DATA IN THIS EXERCISE:
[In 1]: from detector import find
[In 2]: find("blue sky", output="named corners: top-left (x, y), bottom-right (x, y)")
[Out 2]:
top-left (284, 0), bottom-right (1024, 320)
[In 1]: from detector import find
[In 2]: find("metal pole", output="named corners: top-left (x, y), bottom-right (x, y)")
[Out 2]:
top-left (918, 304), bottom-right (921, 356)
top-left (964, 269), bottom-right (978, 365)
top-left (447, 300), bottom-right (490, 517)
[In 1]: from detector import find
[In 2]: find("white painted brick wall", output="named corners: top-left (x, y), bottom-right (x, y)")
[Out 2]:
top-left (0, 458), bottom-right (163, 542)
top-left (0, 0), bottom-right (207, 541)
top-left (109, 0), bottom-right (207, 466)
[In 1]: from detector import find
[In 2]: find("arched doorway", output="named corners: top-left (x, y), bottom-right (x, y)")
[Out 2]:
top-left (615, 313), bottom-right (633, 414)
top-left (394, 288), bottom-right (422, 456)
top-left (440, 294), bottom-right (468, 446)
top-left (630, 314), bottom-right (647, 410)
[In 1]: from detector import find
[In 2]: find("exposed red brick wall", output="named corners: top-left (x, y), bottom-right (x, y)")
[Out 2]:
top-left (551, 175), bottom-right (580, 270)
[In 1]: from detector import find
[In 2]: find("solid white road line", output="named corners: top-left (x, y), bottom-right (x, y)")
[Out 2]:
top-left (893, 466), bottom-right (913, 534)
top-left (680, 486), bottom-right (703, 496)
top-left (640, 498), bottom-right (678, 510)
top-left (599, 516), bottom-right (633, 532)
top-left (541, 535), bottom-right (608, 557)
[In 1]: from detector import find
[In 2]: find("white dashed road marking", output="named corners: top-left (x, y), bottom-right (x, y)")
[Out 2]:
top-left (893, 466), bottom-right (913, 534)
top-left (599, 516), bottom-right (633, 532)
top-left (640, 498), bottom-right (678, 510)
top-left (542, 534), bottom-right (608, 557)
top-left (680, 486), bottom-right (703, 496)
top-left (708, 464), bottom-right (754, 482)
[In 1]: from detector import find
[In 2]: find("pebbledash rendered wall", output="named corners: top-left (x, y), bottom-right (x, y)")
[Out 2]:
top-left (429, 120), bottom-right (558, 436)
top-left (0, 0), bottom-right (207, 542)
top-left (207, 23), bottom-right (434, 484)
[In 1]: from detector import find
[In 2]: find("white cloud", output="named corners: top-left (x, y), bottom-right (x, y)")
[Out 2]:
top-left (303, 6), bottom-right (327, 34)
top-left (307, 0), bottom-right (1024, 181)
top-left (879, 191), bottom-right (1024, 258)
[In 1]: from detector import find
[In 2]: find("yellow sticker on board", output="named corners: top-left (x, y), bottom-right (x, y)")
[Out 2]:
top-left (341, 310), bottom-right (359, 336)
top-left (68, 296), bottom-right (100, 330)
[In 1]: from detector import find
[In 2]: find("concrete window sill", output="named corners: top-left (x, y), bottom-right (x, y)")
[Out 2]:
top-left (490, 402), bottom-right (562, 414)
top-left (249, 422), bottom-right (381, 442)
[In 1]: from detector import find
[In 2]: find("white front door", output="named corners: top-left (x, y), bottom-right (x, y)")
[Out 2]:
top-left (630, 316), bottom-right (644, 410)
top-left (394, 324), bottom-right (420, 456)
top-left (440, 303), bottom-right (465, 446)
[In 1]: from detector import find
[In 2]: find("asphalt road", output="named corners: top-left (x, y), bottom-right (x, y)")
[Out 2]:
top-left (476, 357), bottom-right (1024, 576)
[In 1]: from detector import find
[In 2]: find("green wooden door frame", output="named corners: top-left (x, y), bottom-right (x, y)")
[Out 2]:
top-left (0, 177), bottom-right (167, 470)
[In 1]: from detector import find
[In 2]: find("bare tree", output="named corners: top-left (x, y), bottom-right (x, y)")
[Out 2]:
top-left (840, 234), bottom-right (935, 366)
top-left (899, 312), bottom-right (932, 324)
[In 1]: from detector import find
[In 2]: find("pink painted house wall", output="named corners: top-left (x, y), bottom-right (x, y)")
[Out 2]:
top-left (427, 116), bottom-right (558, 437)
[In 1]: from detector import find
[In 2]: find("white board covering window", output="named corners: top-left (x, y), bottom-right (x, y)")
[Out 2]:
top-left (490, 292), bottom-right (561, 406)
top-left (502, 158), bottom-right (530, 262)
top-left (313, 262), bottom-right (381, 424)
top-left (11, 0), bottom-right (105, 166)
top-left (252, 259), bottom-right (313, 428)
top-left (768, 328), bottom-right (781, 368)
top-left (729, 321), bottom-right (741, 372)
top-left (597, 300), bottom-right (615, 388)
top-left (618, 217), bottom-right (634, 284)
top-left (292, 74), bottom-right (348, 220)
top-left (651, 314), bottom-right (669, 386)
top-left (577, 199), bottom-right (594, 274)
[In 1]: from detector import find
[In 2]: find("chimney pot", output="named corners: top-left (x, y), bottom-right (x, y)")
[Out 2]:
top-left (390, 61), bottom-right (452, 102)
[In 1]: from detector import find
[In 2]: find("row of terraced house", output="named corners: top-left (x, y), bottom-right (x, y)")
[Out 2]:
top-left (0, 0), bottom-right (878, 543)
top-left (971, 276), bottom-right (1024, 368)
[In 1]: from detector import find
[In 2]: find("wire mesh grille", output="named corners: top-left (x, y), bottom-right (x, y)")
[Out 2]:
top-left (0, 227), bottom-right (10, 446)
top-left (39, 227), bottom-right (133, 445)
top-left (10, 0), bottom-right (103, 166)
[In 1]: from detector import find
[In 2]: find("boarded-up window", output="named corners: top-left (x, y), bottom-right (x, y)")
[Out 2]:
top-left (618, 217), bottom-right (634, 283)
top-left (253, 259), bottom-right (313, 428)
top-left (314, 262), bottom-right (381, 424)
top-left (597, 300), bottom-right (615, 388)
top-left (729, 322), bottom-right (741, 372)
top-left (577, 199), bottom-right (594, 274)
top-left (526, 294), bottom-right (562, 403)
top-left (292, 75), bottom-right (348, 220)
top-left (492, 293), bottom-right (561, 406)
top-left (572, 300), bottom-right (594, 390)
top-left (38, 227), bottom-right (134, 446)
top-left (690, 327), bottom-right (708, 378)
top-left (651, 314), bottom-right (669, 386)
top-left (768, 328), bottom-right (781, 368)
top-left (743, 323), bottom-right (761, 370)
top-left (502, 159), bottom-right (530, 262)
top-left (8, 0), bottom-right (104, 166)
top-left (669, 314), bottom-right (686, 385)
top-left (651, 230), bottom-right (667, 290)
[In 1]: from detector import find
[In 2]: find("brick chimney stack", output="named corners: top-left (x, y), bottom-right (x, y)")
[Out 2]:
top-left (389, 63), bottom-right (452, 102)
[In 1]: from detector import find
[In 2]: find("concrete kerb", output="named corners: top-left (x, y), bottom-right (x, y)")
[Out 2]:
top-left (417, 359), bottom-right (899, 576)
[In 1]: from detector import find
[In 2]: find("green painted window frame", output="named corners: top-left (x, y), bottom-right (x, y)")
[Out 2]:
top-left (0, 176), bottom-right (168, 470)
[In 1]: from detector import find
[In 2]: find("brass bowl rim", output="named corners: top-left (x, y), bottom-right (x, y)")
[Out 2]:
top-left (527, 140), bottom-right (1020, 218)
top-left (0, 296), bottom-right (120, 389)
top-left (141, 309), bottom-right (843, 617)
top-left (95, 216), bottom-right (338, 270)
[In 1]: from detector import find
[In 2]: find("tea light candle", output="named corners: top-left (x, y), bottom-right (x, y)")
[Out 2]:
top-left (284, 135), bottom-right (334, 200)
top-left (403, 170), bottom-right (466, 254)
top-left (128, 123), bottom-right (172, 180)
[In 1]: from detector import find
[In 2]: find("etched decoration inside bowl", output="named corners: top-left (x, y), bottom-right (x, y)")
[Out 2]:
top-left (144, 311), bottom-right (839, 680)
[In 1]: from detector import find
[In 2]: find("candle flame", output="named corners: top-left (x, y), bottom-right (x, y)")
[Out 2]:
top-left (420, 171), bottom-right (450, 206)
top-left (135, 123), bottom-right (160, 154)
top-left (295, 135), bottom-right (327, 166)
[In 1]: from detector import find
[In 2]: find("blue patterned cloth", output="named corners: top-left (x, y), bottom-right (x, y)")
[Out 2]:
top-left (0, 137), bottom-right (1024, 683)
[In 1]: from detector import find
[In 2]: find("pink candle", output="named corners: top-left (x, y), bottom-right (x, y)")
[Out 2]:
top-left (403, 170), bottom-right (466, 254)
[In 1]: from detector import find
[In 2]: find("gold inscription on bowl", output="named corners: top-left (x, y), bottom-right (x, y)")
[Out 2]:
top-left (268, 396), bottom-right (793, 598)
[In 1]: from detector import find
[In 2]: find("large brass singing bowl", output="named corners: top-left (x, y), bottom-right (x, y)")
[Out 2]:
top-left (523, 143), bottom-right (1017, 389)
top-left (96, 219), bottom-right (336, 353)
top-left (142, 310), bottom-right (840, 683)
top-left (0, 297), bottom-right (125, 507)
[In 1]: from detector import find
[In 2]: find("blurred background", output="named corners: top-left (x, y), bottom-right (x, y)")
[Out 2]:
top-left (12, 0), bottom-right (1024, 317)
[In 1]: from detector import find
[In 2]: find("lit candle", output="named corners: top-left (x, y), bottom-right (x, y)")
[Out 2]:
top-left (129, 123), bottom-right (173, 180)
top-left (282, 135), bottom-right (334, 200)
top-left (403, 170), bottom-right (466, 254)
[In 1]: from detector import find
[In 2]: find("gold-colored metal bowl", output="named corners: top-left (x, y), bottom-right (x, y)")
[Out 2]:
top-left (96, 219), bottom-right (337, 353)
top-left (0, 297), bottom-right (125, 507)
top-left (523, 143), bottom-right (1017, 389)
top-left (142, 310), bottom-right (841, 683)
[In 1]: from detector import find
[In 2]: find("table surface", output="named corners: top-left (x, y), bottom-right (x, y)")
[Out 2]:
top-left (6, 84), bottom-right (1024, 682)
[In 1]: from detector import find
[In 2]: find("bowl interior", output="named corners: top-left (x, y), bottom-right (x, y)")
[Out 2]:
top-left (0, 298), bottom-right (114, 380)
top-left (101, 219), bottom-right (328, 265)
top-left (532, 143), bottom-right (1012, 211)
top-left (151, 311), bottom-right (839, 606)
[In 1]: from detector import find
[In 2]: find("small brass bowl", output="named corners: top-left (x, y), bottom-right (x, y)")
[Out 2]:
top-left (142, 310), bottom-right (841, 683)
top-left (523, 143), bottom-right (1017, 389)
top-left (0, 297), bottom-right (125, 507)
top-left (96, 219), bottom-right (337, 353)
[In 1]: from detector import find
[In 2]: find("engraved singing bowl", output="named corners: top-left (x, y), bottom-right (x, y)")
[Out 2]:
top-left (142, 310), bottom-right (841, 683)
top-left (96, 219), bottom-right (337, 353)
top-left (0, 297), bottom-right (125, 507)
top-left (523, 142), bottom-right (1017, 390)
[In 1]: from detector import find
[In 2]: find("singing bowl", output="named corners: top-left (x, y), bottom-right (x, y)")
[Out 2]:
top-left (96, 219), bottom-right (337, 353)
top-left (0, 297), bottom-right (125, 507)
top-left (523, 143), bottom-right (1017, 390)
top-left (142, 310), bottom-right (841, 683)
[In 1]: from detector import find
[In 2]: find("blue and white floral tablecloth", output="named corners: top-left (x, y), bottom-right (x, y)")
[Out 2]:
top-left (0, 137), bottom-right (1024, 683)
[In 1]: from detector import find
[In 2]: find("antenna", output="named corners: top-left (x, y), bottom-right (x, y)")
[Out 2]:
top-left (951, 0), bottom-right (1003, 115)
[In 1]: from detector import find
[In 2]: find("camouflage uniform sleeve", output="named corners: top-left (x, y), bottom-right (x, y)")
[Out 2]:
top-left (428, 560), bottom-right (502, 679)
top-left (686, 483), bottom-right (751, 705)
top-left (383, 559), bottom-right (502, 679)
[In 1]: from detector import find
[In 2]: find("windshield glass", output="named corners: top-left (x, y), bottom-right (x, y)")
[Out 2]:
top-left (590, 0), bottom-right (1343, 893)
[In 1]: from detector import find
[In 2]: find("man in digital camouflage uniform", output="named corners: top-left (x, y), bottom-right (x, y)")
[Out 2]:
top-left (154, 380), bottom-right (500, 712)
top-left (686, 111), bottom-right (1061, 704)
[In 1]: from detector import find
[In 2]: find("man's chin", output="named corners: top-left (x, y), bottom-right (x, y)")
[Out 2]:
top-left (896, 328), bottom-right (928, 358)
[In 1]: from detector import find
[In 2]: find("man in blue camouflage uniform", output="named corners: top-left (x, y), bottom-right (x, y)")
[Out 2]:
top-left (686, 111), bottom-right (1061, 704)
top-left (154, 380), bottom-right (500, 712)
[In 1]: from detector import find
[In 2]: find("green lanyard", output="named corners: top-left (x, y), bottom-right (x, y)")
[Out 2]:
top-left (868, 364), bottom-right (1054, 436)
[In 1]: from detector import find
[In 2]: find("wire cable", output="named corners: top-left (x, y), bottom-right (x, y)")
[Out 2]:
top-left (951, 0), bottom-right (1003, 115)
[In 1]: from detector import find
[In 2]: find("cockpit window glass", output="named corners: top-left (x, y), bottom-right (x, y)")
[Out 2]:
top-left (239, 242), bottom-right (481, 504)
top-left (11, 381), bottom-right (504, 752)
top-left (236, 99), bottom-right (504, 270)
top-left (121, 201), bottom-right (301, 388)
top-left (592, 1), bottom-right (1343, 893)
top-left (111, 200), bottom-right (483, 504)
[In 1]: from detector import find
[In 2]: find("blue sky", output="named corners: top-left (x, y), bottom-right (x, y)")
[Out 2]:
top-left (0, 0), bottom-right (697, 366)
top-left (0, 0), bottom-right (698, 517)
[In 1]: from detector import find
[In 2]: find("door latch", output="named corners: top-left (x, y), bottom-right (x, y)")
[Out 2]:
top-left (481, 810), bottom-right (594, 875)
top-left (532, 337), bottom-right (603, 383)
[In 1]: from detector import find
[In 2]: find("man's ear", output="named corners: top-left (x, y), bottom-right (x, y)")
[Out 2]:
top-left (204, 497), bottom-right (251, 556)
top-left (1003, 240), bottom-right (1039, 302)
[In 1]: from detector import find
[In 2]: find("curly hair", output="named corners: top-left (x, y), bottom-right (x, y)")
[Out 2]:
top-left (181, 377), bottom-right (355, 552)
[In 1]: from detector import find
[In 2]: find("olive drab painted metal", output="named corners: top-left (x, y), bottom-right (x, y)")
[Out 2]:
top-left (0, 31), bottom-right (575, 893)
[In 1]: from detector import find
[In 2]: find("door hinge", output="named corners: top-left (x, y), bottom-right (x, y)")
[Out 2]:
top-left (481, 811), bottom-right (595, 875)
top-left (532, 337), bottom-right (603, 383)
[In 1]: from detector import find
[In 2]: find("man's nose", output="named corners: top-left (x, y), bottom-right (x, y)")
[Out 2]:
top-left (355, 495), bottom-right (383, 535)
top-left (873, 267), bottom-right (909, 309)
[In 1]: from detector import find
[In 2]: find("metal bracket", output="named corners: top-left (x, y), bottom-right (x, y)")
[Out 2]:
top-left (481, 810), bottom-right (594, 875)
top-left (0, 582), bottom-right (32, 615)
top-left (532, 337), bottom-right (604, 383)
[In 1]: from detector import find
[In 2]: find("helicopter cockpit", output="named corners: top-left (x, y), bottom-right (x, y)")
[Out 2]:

WRITTEN TASK:
Rewrite everything from the start of the items down to the line containing "top-left (447, 300), bottom-right (490, 517)", inclusive, with "metal pole" renamed to "steel pole" and nothing else changed. Return only those lines.

WRITTEN RESPONSE:
[In 1]: from detector import find
[In 2]: find("blue sky", output="named corners: top-left (x, y), bottom-right (x, y)")
[Out 2]:
top-left (284, 0), bottom-right (1024, 320)
[In 1]: from detector import find
[In 2]: find("steel pole", output="named corners: top-left (x, y), bottom-right (x, y)")
[Out 2]:
top-left (918, 304), bottom-right (921, 356)
top-left (964, 269), bottom-right (978, 365)
top-left (447, 300), bottom-right (490, 517)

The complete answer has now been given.